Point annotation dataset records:

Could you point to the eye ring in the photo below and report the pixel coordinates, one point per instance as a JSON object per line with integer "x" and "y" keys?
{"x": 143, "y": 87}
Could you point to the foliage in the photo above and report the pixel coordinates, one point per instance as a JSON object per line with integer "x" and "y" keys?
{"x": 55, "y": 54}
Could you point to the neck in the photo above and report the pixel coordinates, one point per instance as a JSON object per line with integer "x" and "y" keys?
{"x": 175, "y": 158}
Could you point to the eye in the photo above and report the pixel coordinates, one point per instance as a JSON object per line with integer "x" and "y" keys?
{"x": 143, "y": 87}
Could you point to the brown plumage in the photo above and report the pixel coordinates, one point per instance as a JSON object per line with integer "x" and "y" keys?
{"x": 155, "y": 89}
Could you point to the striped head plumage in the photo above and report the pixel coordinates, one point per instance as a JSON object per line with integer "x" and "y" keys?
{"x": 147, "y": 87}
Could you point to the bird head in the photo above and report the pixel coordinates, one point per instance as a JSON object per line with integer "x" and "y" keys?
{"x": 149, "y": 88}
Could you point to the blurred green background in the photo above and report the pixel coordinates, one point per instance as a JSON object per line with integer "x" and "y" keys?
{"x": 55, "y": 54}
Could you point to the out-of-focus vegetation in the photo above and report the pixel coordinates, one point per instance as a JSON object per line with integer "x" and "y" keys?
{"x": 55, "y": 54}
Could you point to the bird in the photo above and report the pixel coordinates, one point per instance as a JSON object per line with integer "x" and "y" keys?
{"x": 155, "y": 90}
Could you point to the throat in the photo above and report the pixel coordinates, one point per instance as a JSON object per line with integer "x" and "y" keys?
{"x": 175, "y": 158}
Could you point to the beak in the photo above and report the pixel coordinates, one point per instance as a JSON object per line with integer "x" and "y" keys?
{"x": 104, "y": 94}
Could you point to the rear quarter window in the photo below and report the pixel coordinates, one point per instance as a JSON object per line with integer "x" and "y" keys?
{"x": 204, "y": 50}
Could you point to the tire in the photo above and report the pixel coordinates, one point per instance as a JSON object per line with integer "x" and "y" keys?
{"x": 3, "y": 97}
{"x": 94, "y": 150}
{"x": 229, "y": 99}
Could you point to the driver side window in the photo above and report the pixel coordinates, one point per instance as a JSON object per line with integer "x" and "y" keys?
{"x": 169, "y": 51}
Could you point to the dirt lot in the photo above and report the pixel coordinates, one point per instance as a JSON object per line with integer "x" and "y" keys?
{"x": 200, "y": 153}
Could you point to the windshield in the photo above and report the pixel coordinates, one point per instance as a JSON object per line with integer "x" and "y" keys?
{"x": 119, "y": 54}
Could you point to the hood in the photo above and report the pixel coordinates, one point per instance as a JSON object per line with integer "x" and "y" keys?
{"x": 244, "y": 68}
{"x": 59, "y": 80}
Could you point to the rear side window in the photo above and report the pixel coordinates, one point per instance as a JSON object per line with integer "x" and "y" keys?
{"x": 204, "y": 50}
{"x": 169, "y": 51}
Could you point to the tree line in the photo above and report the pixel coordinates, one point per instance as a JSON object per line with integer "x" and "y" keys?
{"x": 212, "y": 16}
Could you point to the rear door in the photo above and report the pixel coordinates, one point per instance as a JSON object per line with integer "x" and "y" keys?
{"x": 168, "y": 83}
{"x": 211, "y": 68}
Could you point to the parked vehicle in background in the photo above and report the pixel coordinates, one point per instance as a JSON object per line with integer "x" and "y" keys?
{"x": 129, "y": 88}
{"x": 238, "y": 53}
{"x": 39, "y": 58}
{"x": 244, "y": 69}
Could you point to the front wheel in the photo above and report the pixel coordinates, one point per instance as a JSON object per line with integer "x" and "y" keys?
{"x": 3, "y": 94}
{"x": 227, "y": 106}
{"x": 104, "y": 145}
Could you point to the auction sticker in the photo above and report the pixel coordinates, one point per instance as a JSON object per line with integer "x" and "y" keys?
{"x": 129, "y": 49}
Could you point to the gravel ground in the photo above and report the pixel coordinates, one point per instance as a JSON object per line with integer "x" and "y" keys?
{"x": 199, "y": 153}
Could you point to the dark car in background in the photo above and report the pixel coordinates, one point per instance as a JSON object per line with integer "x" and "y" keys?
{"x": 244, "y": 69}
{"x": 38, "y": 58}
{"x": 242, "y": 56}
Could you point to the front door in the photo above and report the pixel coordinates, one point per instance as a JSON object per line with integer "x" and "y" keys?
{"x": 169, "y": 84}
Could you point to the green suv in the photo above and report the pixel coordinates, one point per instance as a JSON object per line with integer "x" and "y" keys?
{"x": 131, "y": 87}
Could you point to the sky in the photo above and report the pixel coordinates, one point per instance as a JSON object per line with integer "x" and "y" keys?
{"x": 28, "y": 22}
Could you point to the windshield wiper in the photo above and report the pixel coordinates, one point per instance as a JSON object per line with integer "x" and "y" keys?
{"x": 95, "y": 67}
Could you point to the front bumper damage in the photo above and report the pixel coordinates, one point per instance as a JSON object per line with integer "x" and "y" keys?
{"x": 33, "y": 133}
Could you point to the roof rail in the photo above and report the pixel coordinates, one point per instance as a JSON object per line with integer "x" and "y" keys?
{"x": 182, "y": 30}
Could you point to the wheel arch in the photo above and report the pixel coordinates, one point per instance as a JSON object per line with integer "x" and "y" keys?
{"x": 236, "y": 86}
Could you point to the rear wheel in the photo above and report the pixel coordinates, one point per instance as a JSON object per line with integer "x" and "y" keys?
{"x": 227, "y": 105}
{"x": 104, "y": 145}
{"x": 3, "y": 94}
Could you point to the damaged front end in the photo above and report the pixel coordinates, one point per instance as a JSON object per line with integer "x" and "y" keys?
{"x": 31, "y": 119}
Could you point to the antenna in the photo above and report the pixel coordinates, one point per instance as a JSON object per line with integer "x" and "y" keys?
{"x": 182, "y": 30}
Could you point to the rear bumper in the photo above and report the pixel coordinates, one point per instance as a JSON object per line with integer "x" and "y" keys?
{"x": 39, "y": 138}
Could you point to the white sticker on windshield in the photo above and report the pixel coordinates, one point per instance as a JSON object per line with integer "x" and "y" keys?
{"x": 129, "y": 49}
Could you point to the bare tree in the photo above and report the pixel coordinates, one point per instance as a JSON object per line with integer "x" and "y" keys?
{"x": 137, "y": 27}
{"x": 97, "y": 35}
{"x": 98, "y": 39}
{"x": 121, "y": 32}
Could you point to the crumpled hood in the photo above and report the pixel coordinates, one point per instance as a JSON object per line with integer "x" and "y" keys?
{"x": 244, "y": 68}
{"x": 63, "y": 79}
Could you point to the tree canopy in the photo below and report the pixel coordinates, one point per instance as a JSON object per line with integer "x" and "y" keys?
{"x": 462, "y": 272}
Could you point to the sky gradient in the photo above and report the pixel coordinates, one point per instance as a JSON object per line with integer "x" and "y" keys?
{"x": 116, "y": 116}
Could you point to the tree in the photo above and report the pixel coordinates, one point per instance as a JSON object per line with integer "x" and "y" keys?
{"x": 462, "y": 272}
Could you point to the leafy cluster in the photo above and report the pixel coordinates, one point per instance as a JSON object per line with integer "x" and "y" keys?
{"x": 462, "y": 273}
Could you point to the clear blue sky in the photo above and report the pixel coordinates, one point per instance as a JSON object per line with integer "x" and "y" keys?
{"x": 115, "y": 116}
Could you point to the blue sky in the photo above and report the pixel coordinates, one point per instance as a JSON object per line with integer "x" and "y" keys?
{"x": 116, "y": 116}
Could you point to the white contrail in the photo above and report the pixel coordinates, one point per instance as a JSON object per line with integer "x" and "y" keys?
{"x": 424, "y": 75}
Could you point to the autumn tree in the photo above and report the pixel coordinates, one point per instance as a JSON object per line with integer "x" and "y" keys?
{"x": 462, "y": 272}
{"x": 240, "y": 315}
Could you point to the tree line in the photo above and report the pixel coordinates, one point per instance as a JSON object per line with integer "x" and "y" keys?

§ **Requirement**
Rewrite the lines from the one containing "Could you point to the blue" through the end of the records, changing "JSON object" to "JSON record" and leaving everything else untouched.

§ **Exercise result**
Could you point to the blue sky in the photo above and report the pixel coordinates, one point per instance as a JSON record per line with integer "x" and "y" keys?
{"x": 116, "y": 116}
Could you point to the white contrail in the photo above and report the pixel coordinates, one point per instance as a JSON record per line with integer "x" and "y" keys?
{"x": 424, "y": 75}
Could you point to the autumn tree in the photo above and report the pixel coordinates, one point per instance as a JSON record per line with integer "x" and "y" keys?
{"x": 462, "y": 272}
{"x": 240, "y": 315}
Could you point to the tree line in the photo above and report the pixel coordinates, one point per instance as a JSON record per line with integer "x" and "y" keys?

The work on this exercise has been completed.